---- Vorgegebener Text

Ziele haben, anpacken
Für Frust und Stillstand ist der Architekturstudent nicht zu haben. Zwar ist jetzt Halbzeitpause in der Bundesliga, aber das Training in Hamburg läuft wieder auf vollen Touren, um im März das Ziel Klassenerhalt anzugehen, oder – laut Omar – es vielleicht doch noch in Play-Offs zu schaffen. Ziele haben, anpacken. Das ist sein Ding. Man merkt immer wieder, dass er sein Herz an seinen Sport verloren hat. Für sein MasterStudium möchte er in Hamburg bleiben, um – natürlich – hier weiter Rugby spielen und als Damen- und Jugendtrainer arbeiten zu können.
Harte Arbeit
Headcoach Gareth Jackson hat Grund, nicht nur für die sportlichen Qualitäten zu schwärmen: „Omar ist ein fantastisches Vorbild für die Mitglieder des Clubs und seine Teamspieler, indem er das Coaching von anderen Teams übernommen hat, um denjenigen eine Chance zu geben, die in der gleichen Lage waren wie er selbst. Er ist ein leuchtendes Beispiel dafür, was möglich ist, wenn man motiviert ist, etwas dafür zu tun. Er ist das Aushängeschild für die harte Arbeit, die der HRC in den letzten 15 Jahren in seine Entwicklung gesteckt hat.“ Er selbst fügt bescheiden hinzu: „Ich möchte, dass meine Geschichte Jugendliche motiviert.“ Dafür geht er auch an die Schulen, um nicht nur den kleinen Dicken zu zeigen, was so ein Ball mit rotationselliptischer Form alles kann.

--------
---- Datenauszug

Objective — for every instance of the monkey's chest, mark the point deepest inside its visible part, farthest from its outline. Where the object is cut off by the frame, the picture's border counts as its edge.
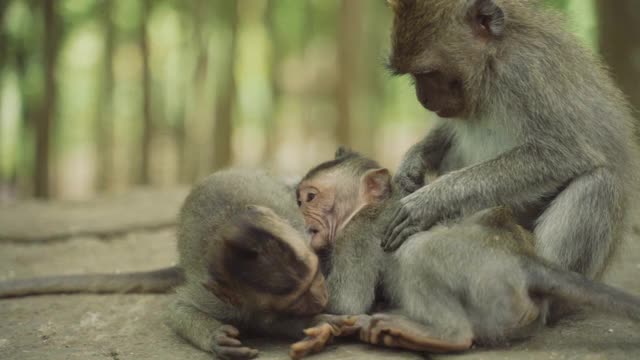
(474, 144)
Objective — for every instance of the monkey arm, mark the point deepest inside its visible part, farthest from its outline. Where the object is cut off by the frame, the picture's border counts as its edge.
(206, 332)
(522, 174)
(355, 271)
(423, 157)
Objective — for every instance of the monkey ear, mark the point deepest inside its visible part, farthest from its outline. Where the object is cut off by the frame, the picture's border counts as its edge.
(486, 18)
(377, 183)
(495, 217)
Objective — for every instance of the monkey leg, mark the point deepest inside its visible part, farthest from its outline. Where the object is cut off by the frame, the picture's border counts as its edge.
(579, 230)
(400, 332)
(326, 329)
(207, 333)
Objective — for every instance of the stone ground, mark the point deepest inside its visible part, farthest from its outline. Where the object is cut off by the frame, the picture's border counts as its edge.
(135, 232)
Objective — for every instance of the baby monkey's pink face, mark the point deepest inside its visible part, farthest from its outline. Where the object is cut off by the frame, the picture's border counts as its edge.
(334, 192)
(265, 264)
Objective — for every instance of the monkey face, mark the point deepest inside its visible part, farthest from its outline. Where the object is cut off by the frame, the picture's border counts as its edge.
(333, 192)
(266, 265)
(445, 47)
(440, 93)
(316, 198)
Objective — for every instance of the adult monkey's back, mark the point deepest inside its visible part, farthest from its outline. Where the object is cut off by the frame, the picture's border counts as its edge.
(527, 118)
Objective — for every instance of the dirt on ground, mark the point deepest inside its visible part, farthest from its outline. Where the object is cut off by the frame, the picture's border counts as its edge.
(123, 327)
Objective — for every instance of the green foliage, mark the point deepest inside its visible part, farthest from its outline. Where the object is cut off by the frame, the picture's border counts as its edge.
(283, 98)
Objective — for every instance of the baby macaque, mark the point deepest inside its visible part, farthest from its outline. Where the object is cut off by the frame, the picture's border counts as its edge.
(474, 280)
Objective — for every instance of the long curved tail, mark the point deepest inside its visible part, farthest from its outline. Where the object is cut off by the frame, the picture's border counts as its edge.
(155, 281)
(575, 288)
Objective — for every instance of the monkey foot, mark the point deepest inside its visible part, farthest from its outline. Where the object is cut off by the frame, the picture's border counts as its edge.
(226, 345)
(328, 327)
(399, 332)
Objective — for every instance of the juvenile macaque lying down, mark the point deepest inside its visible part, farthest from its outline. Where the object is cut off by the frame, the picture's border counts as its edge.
(473, 280)
(245, 266)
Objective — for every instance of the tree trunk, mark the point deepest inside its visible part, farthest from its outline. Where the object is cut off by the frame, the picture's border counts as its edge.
(47, 112)
(223, 129)
(105, 132)
(348, 35)
(271, 121)
(147, 123)
(620, 44)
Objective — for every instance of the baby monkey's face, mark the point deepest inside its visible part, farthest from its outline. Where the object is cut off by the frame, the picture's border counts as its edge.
(267, 265)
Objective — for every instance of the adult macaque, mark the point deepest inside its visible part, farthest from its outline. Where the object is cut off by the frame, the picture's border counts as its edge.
(527, 118)
(474, 280)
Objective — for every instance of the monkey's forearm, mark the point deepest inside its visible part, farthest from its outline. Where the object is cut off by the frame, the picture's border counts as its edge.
(422, 158)
(520, 175)
(284, 326)
(193, 325)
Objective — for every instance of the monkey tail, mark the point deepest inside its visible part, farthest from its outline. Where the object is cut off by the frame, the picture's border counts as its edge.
(548, 279)
(155, 281)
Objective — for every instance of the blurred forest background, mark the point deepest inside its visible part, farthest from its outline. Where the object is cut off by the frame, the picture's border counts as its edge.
(99, 96)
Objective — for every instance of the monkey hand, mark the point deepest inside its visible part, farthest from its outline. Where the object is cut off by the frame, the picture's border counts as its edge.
(416, 214)
(327, 327)
(399, 332)
(226, 345)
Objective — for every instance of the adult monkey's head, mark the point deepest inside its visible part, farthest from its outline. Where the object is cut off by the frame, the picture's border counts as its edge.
(331, 193)
(449, 47)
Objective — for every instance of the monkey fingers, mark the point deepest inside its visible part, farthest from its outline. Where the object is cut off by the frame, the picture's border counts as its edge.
(226, 346)
(399, 332)
(322, 334)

--------

■ **Folgende Aufgaben**:
1. Prüfe bitte, ob die Aussagen (a), (b) und (c) mit dem vorgegebenen Text übereinstimmen. Antworte jeweils mit Ja oder Nein und zitiere die entscheidenden Worte des Textes wörtlich.
(a) Während der Halbzeitpause ruht das Training in Hamburg.
(b) Der Headcoach heißt Gareth Jackson.
(c) Laut Jackson hat der HRC zehn Jahre Arbeit in seine Entwicklung gesteckt.
2. Beantworte anhand des vorgegebenen Textes die Fragen (a), (b) und (c).
(a) In welchem Monat soll das Ziel Klassenerhalt angegangen werden?
(b) Als was möchte Omar in Hamburg neben dem Rugbyspielen arbeiten?
(c) Wohin geht Omar, damit seine Geschichte Jugendliche motiviert?

■ **Antworten je Aufgabe**:
1.
(a) Nein: „aber das Training in Hamburg läuft wieder auf vollen Touren“
(b) Ja: „Headcoach Gareth Jackson“
(c) Nein: „in den letzten 15 Jahren in seine Entwicklung gesteckt hat“

2.
(a) Im März.
(b) Als Damen- und Jugendtrainer.
(c) An die Schulen.